Written tasks —
• a. Please copy everything from "The Pre-Visit data" down to "cross-platform access, respectively." in the text on the electronic charrette, word for word.
• b. Carry on the text on the electronic charrette from its last sentence.

Document —
----------------------------------------

The Pre-Visit data gathering of the MDT is a classic and successful vehicle for building community in the towns that receive a visit. The ec web site, with its compliment of photos, text and links, can never replace the town meetings and tours that engineer a MDT event, but the ec data base represented a solid effort to graphically describe the CAC and its history, site, and issues. Architectural information (i.e.- floor plans, site maps, etc.) could be an FTP source file-- or possibly saved as an Acrobat file, for faster download times and cross-platform access, respectively.

3. How much collaboration via interactive / web conference technologies occured from the ec process?

Chat confusion: even with the Internet overhead projection of the First Class virtual tour and the town meeting (see ec design system graphic above), the multiple "text voices" of the participants was to say the least, confusing to watch, and difficult to read and respond at the keyboard. One solution could be to break off into subchat groups. Another might be to have more than one chat station set up so that more than more person can chat at any given time.

Another issue that we discovered was that participants didn't know how to access the photographs that we were refering to during the virtual tour of the CAC. Graphic links back to the data base need to be clearly displayed (perhaps in a split screen program) so participants can view images as they chat.

The traditional charrette team, or URSI Home team, should be used again, in conjunction with the electronic channnels. Such hands-on support and real time backup gave the Internet process critical expertise and, as it turned out, the two design solutions!

----------------------------------------

Outline records of named regions
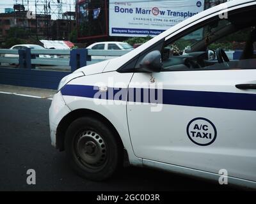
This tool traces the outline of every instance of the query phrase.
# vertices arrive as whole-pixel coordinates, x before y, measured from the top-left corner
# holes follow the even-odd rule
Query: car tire
[[[93,117],[79,118],[69,126],[65,149],[71,167],[89,180],[111,177],[123,161],[122,145],[116,134]]]

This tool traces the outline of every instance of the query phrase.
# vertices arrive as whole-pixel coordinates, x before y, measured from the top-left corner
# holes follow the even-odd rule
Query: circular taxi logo
[[[159,13],[159,10],[157,7],[154,7],[152,10],[152,12],[154,15],[157,15]]]
[[[197,117],[191,120],[187,126],[187,134],[193,143],[207,146],[212,143],[217,136],[217,130],[212,122]]]

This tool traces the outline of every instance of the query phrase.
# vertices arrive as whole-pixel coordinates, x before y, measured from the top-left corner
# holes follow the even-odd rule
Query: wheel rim
[[[102,168],[107,161],[106,144],[97,132],[85,130],[75,139],[75,154],[84,167],[91,170]]]

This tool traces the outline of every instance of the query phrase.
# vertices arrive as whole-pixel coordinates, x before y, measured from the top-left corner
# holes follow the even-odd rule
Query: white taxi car
[[[94,180],[127,157],[131,165],[256,187],[255,26],[256,1],[230,1],[76,70],[50,108],[52,145]],[[239,60],[216,48],[240,35]]]

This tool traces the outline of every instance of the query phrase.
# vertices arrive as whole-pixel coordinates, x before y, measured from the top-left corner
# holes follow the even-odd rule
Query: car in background
[[[87,49],[97,50],[132,50],[132,46],[127,43],[118,41],[104,41],[92,44],[86,47]],[[115,58],[113,56],[92,56],[92,59],[108,59]]]
[[[12,47],[10,49],[10,50],[21,50],[21,49],[26,49],[26,48],[31,48],[35,50],[45,50],[45,48],[42,46],[38,45],[33,45],[33,44],[22,44],[22,45],[16,45]],[[19,55],[16,54],[5,54],[4,57],[18,57]],[[55,56],[51,56],[49,55],[38,55],[36,57],[44,57],[44,58],[51,58],[51,57],[55,57]]]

----------------------------------------

Answers —
• a.
The Pre-Visit data gathering of the MDT is a classic and successful vehicle for building community in the towns that receive a visit. The ec web site, with its compliment of photos, text and links, can never replace the town meetings and tours that engineer a MDT event, but the ec data base represented a solid effort to graphically describe the CAC and its history, site, and issues. Architectural information (i.e.- floor plans, site maps, etc.) could be an FTP source file-- or possibly saved as an Acrobat file, for faster download times and cross-platform access, respectively.

• b.
Design products (i.e.- the large graphic plans and renderings refered to in the MDT process section above) from the MDT weekend charrette hang in full view of all who take part in the process-- and remain with the town for implementation planning. The two submissions produced by the ec are archived by URSI for citizens and surfers.

4. What electronic products were submitted?

Electronic submissions? None of the 10 Registrants submitted designs and/or text for the six ec projects. And only one of these people tried to chat on the live day. We did not hound these folks for their reasons but there are a few that come to mind: One is that the First Class Client connection was too complex. Another reason for the no-shows was that the event itself was too "thick and complex" to elicit submissions. A third possible reason is that people with some connection to the CAC's issues were waiting for specific proposals to which they could react and respond.

Lessons Learned:

(a) Creating / viewing images: It is clear that each participant's monitor and operating system creates a unique electronic image and that the quality of photographs on the Internet is uncontrolable. In response to early feedback, we took off the ec wallpaper background design and replaced with a standard white one for easier reading of graphics and text.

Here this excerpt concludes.